## Problem
Reproduce the listing beginning at the line that contains "Expected: one point per instance of the unopened" and ending after the line that contains "111], [635, 83], [461, 255]]", replacing "unopened bud" with "closed bud" and leaving all else unchanged.

## begin

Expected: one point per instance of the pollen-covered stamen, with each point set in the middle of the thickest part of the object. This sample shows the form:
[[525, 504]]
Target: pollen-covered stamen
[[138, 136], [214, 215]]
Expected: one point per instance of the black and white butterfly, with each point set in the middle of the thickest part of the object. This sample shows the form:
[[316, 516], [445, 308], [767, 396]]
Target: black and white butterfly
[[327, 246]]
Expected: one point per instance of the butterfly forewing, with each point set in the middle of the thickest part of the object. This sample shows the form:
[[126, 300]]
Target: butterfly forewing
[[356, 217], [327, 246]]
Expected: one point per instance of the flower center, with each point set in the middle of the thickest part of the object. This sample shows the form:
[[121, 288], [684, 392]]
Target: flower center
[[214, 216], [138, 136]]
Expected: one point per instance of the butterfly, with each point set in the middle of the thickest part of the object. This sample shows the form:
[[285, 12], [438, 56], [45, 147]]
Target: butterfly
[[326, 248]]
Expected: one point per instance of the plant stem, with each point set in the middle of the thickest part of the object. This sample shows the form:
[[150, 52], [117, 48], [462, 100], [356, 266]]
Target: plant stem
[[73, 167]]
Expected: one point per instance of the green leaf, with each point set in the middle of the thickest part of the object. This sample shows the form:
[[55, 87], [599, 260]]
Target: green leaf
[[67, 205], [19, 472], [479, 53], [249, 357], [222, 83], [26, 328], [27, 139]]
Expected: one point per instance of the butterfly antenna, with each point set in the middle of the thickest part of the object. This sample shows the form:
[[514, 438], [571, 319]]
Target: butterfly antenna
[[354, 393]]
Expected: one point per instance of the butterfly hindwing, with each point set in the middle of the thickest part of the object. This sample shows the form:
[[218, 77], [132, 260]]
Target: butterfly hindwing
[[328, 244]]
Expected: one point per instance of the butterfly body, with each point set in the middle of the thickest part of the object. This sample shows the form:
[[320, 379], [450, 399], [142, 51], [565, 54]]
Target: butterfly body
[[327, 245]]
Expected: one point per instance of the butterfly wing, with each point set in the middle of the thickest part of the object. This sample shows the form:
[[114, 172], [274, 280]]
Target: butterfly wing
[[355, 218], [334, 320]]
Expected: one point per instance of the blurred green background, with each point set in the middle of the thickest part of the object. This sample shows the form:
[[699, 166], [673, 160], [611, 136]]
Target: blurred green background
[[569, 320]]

## end
## begin

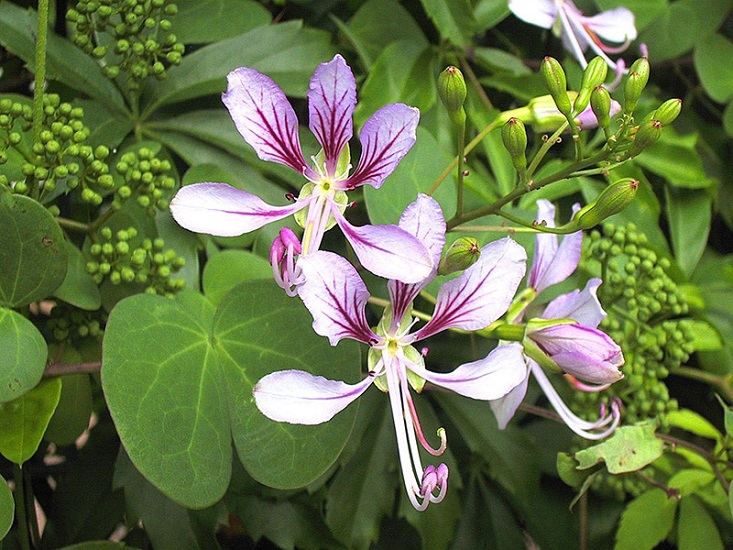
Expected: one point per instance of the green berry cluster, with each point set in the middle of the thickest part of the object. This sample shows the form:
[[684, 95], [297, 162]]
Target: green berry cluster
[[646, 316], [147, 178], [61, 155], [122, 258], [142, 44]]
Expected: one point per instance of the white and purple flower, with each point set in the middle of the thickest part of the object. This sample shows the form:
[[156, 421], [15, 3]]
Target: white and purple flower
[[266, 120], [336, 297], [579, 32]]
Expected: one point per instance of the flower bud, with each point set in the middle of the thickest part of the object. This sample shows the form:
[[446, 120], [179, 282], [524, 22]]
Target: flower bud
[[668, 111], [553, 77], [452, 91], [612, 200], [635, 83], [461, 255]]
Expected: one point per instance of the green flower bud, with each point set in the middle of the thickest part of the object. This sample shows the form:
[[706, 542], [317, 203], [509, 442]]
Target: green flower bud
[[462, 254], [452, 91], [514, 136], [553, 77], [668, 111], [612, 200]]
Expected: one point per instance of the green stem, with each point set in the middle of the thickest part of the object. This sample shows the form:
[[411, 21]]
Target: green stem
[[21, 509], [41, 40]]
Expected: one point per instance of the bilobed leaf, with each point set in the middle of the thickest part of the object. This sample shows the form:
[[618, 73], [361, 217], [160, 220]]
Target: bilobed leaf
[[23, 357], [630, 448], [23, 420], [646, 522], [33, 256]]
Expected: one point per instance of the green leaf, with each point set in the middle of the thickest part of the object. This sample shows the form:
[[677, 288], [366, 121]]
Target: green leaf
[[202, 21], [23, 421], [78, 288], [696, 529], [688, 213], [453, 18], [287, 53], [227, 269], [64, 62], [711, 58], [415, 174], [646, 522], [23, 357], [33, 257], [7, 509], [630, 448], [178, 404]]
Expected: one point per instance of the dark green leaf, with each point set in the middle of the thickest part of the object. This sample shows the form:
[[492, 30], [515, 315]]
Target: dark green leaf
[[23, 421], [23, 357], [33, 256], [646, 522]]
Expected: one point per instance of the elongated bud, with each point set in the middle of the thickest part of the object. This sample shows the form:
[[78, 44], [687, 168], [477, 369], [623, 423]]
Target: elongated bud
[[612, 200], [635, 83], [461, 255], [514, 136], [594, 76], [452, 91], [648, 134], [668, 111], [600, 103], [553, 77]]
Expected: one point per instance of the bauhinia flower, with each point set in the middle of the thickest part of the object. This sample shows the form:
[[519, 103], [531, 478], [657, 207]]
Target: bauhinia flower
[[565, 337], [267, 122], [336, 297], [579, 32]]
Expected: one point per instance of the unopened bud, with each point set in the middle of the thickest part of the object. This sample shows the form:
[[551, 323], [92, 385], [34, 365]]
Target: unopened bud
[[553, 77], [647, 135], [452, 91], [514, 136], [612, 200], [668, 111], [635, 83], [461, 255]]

## end

## Task output
Expected: one point per instance of the closed bud, with each point set in the middle of the thickest part of the object. This sample shows the form:
[[551, 323], [92, 385], [34, 365]]
Target: closed bud
[[553, 77], [647, 135], [452, 91], [514, 136], [612, 200], [668, 111], [635, 83], [461, 255]]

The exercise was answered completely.